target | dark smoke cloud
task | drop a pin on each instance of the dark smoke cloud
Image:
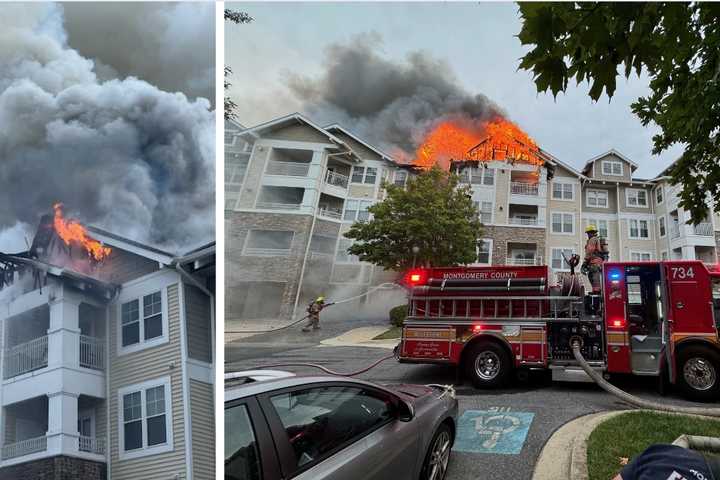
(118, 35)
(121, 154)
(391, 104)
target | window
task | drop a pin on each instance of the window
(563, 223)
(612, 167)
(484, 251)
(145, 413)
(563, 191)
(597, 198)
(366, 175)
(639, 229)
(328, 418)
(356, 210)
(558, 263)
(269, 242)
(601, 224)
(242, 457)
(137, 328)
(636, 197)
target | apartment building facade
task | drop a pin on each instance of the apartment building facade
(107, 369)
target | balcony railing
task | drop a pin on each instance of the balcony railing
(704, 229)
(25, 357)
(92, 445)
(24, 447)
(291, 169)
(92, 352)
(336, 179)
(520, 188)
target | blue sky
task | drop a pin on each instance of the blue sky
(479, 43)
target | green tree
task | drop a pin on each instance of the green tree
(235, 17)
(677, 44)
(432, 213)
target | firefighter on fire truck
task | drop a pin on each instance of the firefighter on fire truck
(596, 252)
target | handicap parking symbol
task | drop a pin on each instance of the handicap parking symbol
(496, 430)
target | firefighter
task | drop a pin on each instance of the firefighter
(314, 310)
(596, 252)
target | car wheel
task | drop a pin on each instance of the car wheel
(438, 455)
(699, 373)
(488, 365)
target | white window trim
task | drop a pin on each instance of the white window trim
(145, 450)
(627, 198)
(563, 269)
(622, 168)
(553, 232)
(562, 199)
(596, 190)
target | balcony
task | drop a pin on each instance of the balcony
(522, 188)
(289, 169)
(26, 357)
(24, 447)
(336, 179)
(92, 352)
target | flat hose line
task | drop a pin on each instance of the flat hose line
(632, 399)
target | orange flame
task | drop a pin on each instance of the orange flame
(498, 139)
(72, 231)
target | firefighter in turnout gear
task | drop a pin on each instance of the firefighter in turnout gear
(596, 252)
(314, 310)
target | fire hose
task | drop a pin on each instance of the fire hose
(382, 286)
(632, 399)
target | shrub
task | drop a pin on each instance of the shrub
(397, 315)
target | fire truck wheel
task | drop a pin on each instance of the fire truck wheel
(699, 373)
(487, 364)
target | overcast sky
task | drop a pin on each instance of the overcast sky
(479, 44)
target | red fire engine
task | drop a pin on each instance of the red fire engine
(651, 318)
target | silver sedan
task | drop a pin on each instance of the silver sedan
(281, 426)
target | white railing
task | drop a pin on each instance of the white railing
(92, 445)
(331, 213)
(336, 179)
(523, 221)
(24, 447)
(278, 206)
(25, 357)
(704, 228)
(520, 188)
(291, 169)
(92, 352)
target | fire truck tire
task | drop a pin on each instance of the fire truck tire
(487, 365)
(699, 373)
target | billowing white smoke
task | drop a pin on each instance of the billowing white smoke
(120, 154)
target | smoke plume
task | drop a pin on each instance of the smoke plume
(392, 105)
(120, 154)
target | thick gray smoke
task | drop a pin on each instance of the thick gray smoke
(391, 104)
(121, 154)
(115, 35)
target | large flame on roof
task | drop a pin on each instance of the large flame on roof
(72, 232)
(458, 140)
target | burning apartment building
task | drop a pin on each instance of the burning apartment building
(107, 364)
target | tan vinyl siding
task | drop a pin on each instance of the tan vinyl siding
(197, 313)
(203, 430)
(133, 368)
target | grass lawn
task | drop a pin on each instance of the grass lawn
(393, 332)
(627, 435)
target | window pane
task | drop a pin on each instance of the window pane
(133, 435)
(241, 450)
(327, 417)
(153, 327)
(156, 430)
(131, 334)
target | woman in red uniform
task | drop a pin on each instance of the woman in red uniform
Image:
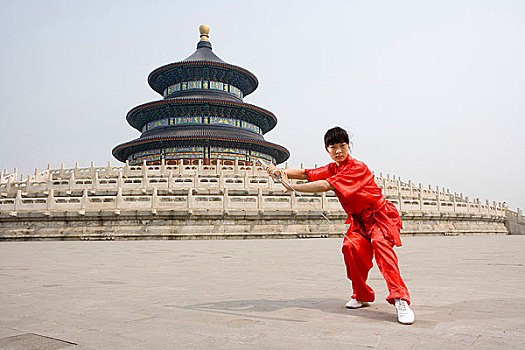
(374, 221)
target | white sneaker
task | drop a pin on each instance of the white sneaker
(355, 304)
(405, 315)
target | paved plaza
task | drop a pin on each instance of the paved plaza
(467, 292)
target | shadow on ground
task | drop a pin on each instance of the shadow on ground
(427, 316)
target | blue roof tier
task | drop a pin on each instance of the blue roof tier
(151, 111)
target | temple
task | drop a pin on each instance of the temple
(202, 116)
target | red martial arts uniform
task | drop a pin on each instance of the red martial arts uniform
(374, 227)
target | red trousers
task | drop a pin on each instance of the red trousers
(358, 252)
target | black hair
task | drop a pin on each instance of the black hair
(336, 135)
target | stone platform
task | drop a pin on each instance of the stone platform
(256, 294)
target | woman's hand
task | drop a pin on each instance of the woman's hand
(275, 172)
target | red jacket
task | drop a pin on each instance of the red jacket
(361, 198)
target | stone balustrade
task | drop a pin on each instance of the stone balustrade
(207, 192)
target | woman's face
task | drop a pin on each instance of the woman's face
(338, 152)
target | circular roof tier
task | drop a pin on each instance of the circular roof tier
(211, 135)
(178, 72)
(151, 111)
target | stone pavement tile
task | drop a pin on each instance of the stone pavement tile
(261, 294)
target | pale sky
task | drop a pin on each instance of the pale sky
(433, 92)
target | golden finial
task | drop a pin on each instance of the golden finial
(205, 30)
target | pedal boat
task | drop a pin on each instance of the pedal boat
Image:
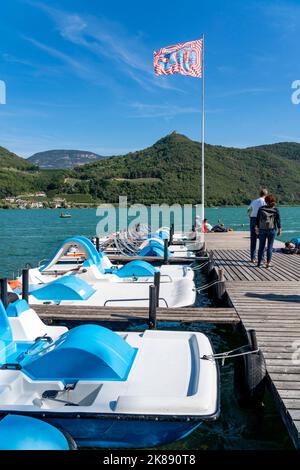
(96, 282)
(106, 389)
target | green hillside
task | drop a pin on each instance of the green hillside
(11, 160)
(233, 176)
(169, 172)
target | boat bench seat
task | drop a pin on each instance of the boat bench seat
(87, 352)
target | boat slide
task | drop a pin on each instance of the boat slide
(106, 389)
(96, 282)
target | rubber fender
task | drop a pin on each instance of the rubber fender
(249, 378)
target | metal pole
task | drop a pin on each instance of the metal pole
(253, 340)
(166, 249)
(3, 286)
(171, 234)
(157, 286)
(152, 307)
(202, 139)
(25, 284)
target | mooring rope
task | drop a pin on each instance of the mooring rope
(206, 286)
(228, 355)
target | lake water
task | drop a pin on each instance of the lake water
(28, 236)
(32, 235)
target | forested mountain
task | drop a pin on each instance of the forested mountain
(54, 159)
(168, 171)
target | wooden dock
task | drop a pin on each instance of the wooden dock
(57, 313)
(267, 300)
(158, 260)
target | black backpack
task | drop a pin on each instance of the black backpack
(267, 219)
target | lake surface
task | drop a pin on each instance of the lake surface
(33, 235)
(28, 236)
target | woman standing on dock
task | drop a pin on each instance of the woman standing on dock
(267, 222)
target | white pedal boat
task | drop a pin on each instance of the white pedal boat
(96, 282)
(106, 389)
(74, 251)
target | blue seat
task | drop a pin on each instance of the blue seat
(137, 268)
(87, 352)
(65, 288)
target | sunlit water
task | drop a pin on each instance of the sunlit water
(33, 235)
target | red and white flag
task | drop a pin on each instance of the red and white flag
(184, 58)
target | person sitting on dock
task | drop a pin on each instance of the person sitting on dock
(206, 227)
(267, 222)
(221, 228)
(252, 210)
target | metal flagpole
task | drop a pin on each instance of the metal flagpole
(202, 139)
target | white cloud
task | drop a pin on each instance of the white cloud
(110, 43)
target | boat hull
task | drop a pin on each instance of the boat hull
◆ ◆ ◆ ◆
- **What the exercise asks**:
Starting at the line that has "target | mooring rope" and continuing to the end of the material, write those lines out again, swapping "dock" for "pier" and leaving everything else unchanged.

- **Problem solution**:
target | mooring rope
task | drop a pin on each instance of the mooring rope
(206, 286)
(228, 355)
target | lake water
task | drop a pin on each instance of the lake water
(28, 236)
(32, 235)
target | forested mountain
task | drop a pin on each instance of the forested mountain
(54, 159)
(168, 171)
target | wooden pier
task | drop a pin on each instance of the wooden pier
(57, 313)
(267, 300)
(158, 260)
target | black backpack
task | drop a pin on each instance of the black backpack
(267, 219)
target | lake surface
task | drop a pin on each instance of the lake surface
(33, 235)
(28, 236)
target | woman standing on pier
task | drop a pin on each instance of the woman standing on pier
(267, 222)
target | white pedal boat
task | drop a pin on each instance of the white pedal boat
(96, 282)
(106, 389)
(74, 251)
target | blue seat
task | drop a pin on each instance of the blue seat
(137, 268)
(87, 352)
(65, 288)
target | sunlit water
task | drop a pin on each instance of the sunlit water
(33, 235)
target | red and white flag
task | drop a pin on each instance of the red and white flag
(184, 58)
target | person sitting on pier
task | drop a pin on each instance of the person sitting on pier
(206, 227)
(267, 222)
(221, 228)
(252, 210)
target | metal flagpole
task | drop a pin on each instance of the metal flagpole
(202, 139)
target | white cloud
task | drop a pin on each instance of the white cloud
(110, 43)
target | boat hull
task | drop a pin on each instance of the boat hull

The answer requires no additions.